→ TEXTE D'ÉTUDE
- - -

Le fil rouge d’une draperie s’affaisse sur la scène, se prolongeant comme une rivière de sang jusqu’à des portraits de Staline et de Lénine.


Une table, qui n’est pas ronde, mais vaste et oblongue, constitue un terrain d’affrontement, car on est au croisement irréconciliable de deux mondes qui s’opposent et s’affrontent dans le fracas des idées.
En toile de fond, on assiste au dépôt de bilan de l’illusion communiste, vidéo et bande sonore de l’âme d’un peuple qui se soulève ; des tanks progressent dans la capitale…
L’ogre Staline n’est plus depuis longtemps ; la chute du mur a eu lieu ; à la Perestroïka de Gorbatchev succède sa démission ; l’arrivée en force de Boris Eltsine ouvre la Russie sur le monde libre et annonce la sortie du soviétisme.
On est loin de Moscou, à Novossibirsk, en Sibérie, dans un espace communautaire, loin de l’effondrement du système autocratique qui a funestement régné sur la Russie durant soixante-dix ans.
Par un jeu de lumière très précis, Bernard Lanneau et Serge Sarkissian ont choisi d’axer leur mise en scène sur une fluidité mentale qui accompagne et souligne les variations d’humeur où chaque comédien incarne avec verve et sensibilité sa vérité, témoigne du poids de son passé.

- - -

→ CONSIGNES
1. Mettez à jour le passage du texte sur la mise en scène qui débute à « En toile de » et s'achève à « de son passé. », en y remplaçant « Novossibirsk » par « Krasnoïarsk ».
2. Écrivez la suite du texte sur la mise en scène, après sa dernière phrase.

→ MATÉRIEL FOURNI
- - -

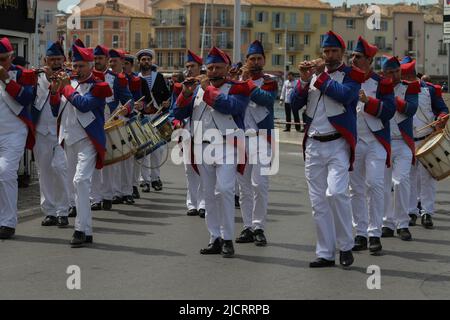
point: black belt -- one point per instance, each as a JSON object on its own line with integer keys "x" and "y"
{"x": 327, "y": 138}
{"x": 421, "y": 138}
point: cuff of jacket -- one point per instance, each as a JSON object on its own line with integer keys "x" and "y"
{"x": 400, "y": 105}
{"x": 211, "y": 94}
{"x": 68, "y": 91}
{"x": 373, "y": 107}
{"x": 13, "y": 88}
{"x": 321, "y": 80}
{"x": 182, "y": 101}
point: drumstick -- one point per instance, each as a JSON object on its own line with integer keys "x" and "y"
{"x": 433, "y": 123}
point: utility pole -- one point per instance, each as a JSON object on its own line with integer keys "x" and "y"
{"x": 237, "y": 31}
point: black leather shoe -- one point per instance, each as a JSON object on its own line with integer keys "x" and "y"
{"x": 7, "y": 232}
{"x": 117, "y": 200}
{"x": 136, "y": 194}
{"x": 412, "y": 219}
{"x": 78, "y": 239}
{"x": 128, "y": 200}
{"x": 192, "y": 212}
{"x": 213, "y": 248}
{"x": 346, "y": 258}
{"x": 387, "y": 232}
{"x": 427, "y": 221}
{"x": 404, "y": 234}
{"x": 237, "y": 205}
{"x": 260, "y": 238}
{"x": 321, "y": 263}
{"x": 374, "y": 245}
{"x": 246, "y": 236}
{"x": 107, "y": 205}
{"x": 227, "y": 249}
{"x": 62, "y": 222}
{"x": 96, "y": 206}
{"x": 72, "y": 212}
{"x": 146, "y": 188}
{"x": 157, "y": 185}
{"x": 360, "y": 243}
{"x": 49, "y": 221}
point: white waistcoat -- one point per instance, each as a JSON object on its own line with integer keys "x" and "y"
{"x": 74, "y": 121}
{"x": 9, "y": 110}
{"x": 319, "y": 107}
{"x": 366, "y": 123}
{"x": 209, "y": 117}
{"x": 399, "y": 91}
{"x": 424, "y": 114}
{"x": 254, "y": 113}
{"x": 47, "y": 122}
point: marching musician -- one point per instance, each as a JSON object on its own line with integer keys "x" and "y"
{"x": 329, "y": 90}
{"x": 102, "y": 182}
{"x": 79, "y": 106}
{"x": 16, "y": 132}
{"x": 396, "y": 202}
{"x": 135, "y": 85}
{"x": 101, "y": 57}
{"x": 195, "y": 200}
{"x": 219, "y": 105}
{"x": 159, "y": 92}
{"x": 123, "y": 170}
{"x": 431, "y": 107}
{"x": 259, "y": 117}
{"x": 50, "y": 158}
{"x": 374, "y": 110}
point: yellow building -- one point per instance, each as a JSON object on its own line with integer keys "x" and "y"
{"x": 179, "y": 26}
{"x": 304, "y": 21}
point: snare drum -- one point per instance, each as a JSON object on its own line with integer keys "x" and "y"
{"x": 434, "y": 154}
{"x": 120, "y": 145}
{"x": 164, "y": 127}
{"x": 154, "y": 140}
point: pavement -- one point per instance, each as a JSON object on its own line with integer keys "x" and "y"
{"x": 150, "y": 250}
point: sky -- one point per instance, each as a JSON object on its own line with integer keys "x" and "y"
{"x": 64, "y": 4}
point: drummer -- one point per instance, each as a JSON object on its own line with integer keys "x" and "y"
{"x": 402, "y": 144}
{"x": 157, "y": 88}
{"x": 135, "y": 84}
{"x": 101, "y": 191}
{"x": 195, "y": 200}
{"x": 123, "y": 171}
{"x": 431, "y": 107}
{"x": 81, "y": 118}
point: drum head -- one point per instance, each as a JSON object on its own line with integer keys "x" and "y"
{"x": 429, "y": 143}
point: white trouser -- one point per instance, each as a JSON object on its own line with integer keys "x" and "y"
{"x": 396, "y": 204}
{"x": 127, "y": 176}
{"x": 52, "y": 167}
{"x": 218, "y": 182}
{"x": 81, "y": 158}
{"x": 423, "y": 188}
{"x": 326, "y": 170}
{"x": 194, "y": 197}
{"x": 254, "y": 187}
{"x": 116, "y": 178}
{"x": 12, "y": 146}
{"x": 137, "y": 171}
{"x": 367, "y": 188}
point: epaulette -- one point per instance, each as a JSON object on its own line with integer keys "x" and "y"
{"x": 101, "y": 90}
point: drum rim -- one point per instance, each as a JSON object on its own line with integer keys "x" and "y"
{"x": 424, "y": 153}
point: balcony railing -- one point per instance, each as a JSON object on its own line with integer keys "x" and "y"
{"x": 180, "y": 22}
{"x": 295, "y": 47}
{"x": 172, "y": 45}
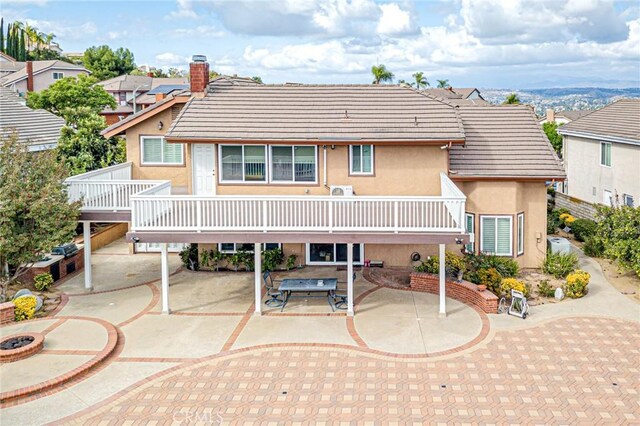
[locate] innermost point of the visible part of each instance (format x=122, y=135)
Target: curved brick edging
x=11, y=355
x=112, y=340
x=464, y=291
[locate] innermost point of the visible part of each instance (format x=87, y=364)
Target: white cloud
x=171, y=59
x=393, y=20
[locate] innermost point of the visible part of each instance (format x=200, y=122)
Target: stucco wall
x=584, y=172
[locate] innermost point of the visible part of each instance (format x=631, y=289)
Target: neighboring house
x=34, y=76
x=39, y=129
x=336, y=174
x=602, y=155
x=563, y=117
x=131, y=93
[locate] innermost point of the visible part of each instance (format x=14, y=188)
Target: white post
x=164, y=266
x=88, y=279
x=350, y=279
x=257, y=252
x=441, y=268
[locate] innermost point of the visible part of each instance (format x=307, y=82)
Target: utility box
x=558, y=245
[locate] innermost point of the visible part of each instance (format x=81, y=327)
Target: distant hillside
x=574, y=98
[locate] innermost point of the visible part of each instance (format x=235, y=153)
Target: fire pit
x=20, y=346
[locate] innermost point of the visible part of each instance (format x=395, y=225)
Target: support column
x=164, y=266
x=350, y=279
x=442, y=276
x=88, y=278
x=257, y=252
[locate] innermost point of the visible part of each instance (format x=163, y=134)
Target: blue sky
x=483, y=43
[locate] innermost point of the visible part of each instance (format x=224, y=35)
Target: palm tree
x=381, y=74
x=421, y=80
x=511, y=99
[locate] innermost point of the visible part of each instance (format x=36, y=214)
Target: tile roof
x=620, y=119
x=34, y=127
x=503, y=142
x=38, y=67
x=316, y=112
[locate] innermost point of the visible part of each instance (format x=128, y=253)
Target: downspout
x=324, y=166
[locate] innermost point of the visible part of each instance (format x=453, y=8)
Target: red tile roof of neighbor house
x=620, y=120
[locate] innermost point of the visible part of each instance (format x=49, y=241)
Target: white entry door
x=203, y=169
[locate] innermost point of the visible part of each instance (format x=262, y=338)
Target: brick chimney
x=198, y=74
x=551, y=115
x=29, y=76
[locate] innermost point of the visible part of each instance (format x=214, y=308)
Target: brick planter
x=465, y=291
x=11, y=355
x=7, y=312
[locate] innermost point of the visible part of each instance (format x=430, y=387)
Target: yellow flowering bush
x=25, y=308
x=577, y=283
x=509, y=284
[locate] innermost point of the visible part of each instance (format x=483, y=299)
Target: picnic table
x=307, y=286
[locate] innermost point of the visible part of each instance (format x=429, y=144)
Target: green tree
x=420, y=80
x=381, y=74
x=511, y=99
x=81, y=147
x=35, y=214
x=105, y=63
x=65, y=95
x=551, y=130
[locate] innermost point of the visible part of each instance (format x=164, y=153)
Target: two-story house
x=333, y=173
x=601, y=154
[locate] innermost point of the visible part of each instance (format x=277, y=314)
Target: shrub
x=583, y=228
x=506, y=266
x=491, y=278
x=576, y=285
x=509, y=284
x=43, y=281
x=593, y=246
x=559, y=264
x=546, y=289
x=25, y=308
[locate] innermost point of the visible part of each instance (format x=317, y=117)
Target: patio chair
x=276, y=296
x=340, y=300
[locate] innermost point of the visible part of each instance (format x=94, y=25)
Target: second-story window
x=293, y=163
x=605, y=154
x=243, y=163
x=361, y=159
x=156, y=151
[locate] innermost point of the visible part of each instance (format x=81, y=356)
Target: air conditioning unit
x=341, y=190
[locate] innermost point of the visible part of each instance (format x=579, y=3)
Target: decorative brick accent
x=11, y=355
x=198, y=76
x=7, y=312
x=464, y=291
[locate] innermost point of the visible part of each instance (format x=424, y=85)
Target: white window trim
x=293, y=159
x=510, y=254
x=351, y=171
x=162, y=163
x=334, y=262
x=610, y=154
x=472, y=230
x=235, y=247
x=520, y=225
x=243, y=181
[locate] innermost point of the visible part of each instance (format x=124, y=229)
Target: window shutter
x=504, y=236
x=172, y=153
x=489, y=234
x=152, y=150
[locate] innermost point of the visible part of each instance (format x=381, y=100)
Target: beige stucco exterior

- - -

→ CORRIGÉ
1.
En toile de fond, on assiste au dépôt de bilan de l’illusion communiste, vidéo et bande sonore de l’âme d’un peuple qui se soulève ; des tanks progressent dans la capitale…
L’ogre Staline n’est plus depuis longtemps ; la chute du mur a eu lieu ; à la Perestroïka de Gorbatchev succède sa démission ; l’arrivée en force de Boris Eltsine ouvre la Russie sur le monde libre et annonce la sortie du soviétisme.
On est loin de Moscou, à Krasnoïarsk, en Sibérie, dans un espace communautaire, loin de l’effondrement du système autocratique qui a funestement régné sur la Russie durant soixante-dix ans.
Par un jeu de lumière très précis, Bernard Lanneau et Serge Sarkissian ont choisi d’axer leur mise en scène sur une fluidité mentale qui accompagne et souligne les variations d’humeur où chaque comédien incarne avec verve et sensibilité sa vérité, témoigne du poids de son passé.

2.
La romancière russe Svetlana Alexievitch, lauréate du Nobel de littérature en 1985, s’est sûrement souvenue du livre d’Alexandre Soljenitsyne, Le Premier Cercle, où deux des personnages centraux, Gleb Nergine et Lev Rubine, internés dans un camp, se livrent aux joutes de la pensée. Le premier, malgré son emprisonnement, n’a rien perdu de ses convictions communistes, alors que l’autre, frère de misère, se livre à une critique intégrale de l’enfermement mortifère du système.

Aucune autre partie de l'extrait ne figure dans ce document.